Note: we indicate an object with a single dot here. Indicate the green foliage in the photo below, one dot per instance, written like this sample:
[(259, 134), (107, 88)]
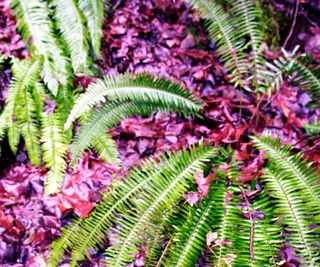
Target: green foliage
[(140, 88), (146, 208), (35, 27), (73, 32), (292, 181), (239, 36), (19, 114), (54, 150), (149, 191)]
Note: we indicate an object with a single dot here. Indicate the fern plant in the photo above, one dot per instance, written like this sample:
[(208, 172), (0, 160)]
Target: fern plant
[(147, 208), (79, 28), (239, 40)]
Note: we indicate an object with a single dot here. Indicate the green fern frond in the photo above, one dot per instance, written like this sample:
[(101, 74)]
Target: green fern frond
[(35, 27), (26, 119), (275, 72), (73, 31), (64, 243), (295, 169), (54, 147), (257, 239), (291, 207), (25, 76), (190, 239), (246, 18), (142, 87), (149, 190), (93, 11), (107, 149), (222, 30)]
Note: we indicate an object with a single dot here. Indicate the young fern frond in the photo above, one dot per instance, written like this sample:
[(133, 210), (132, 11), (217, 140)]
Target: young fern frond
[(35, 27), (73, 31), (290, 205), (295, 169), (246, 18), (221, 29), (54, 145), (149, 190), (93, 11), (142, 88)]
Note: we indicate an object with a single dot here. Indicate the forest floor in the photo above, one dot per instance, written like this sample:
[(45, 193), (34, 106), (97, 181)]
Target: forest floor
[(167, 39)]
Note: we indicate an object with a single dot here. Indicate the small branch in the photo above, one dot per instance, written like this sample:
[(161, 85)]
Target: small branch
[(293, 24)]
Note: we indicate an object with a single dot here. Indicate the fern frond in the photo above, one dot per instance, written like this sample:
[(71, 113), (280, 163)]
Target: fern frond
[(54, 146), (190, 239), (149, 190), (25, 76), (246, 18), (93, 11), (35, 28), (294, 217), (64, 243), (295, 169), (221, 29), (143, 88), (74, 33), (26, 118), (276, 71)]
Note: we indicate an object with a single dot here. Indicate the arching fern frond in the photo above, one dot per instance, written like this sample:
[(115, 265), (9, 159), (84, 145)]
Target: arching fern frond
[(93, 11), (26, 118), (142, 88), (54, 145), (19, 103), (73, 31), (35, 27), (150, 191), (294, 167), (189, 240), (257, 237), (276, 71), (291, 207)]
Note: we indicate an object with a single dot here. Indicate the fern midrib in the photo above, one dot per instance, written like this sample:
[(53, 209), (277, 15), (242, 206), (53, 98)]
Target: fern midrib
────────
→ **TASK PROMPT**
Work through the entries, filtering for the string "midrib", and copy each line that holds it.

→ **RESPONSE FOR THIS EXERCISE**
Note: we indicate an object with a single dot here. Indicate the fern midrib in the photo above, one dot per instance, written like this sample:
Target: fern midrib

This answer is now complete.